++++ Text block ++++

2–6 May 2022
LNGS
Europe/Rome timezone

RES-NOVA: Archaeological lead-based cryogenic detectors for neutrino astronomy

3 May 2022, 10:00
20m
"E. Fermi" conference room (LNGS)

"E. Fermi" conference room

LNGS

Via G. Acitelli, 22 67100 L'Aquila ITALY
Oral Presentation Fundamental Physics Fundamental physics

Speaker

Simone Quitadamo (Istituto Nazionale di Fisica Nucleare)

Description

One of the most energetic events in the Universe are core-collapse Supernovae (SNe), where almost all the star's binding energy is released as neutrinos. These particles are direct probes of the processes occurring in the stellar core and provide unique insights into the gravitational collapse and the neutrino properties. Currently, astroparticle physics is in need of SN observations and of a detection technique highly sensitive to all neutrino flavors.

++++ Collected data ++++

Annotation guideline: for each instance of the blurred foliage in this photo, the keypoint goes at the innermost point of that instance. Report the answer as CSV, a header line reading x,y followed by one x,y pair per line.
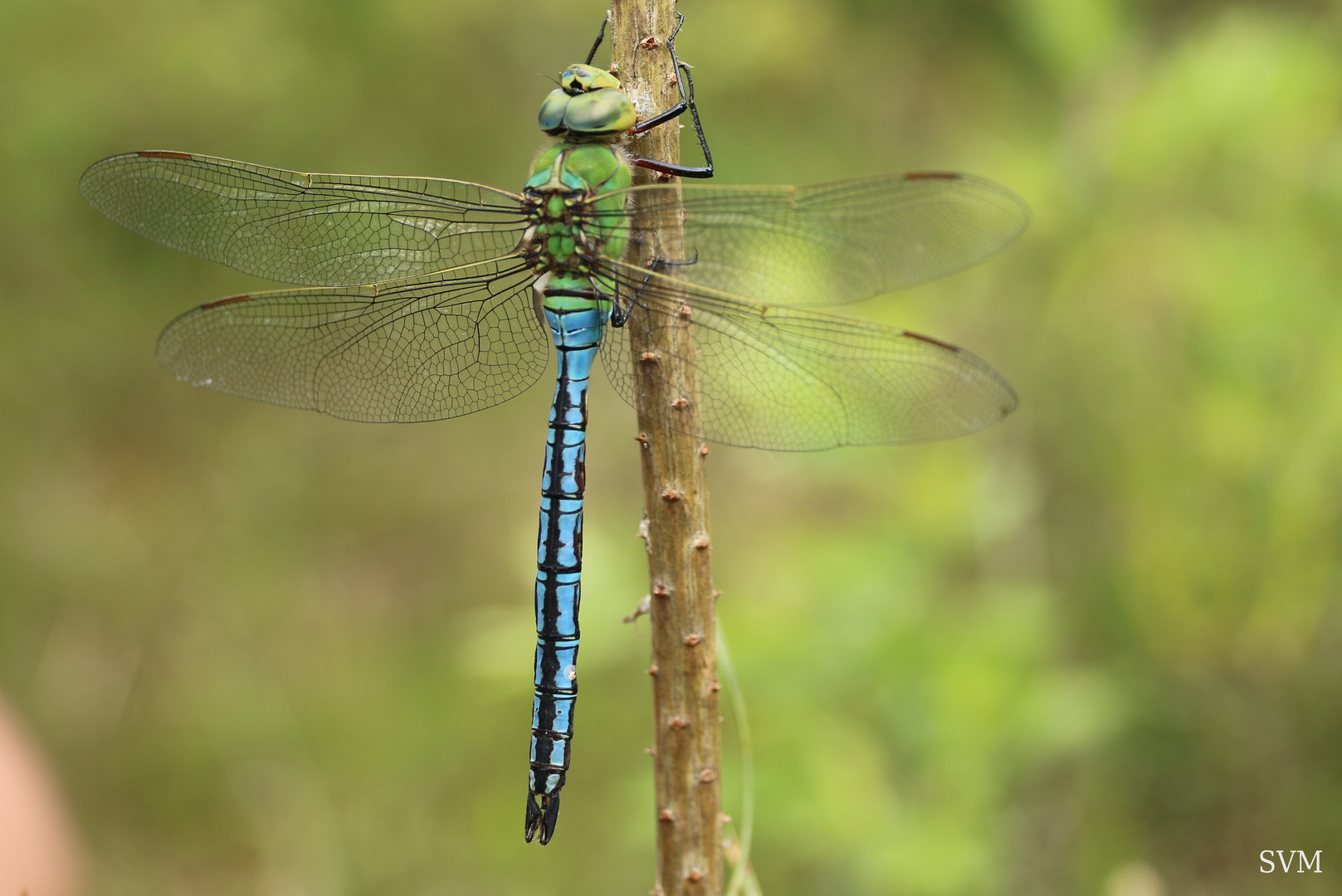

++++

» Direction 1:
Repeat the RES-NOVA listing from "One of the most" up to and including "all neutrino flavors.".
» Direction 2:
In the RES-NOVA listing, is each statement true? Answer yes or no for each, and quote the deciding words. (a) The talk runs 20 minutes. (b) The speaker is affiliated with the Istituto Nazionale di Fisica Nucleare. (c) The listing states that astroparticle physics already has enough supernova observations.
None of the lines have anything to do with the RES-NOVA listing.

» Full answer 1:
One of the most energetic events in the Universe are core-collapse Supernovae (SNe), where almost all the star's binding energy is released as neutrinos. These particles are direct probes of the processes occurring in the stellar core and provide unique insights into the gravitational collapse and the neutrino properties. Currently, astroparticle physics is in need of SN observations and of a detection technique highly sensitive to all neutrino flavors.

» Full answer 2:
(a) Yes: "20m"
(b) Yes: "Simone Quitadamo (Istituto Nazionale di Fisica Nucleare)"
(c) No: "Currently, astroparticle physics is in need of SN observations"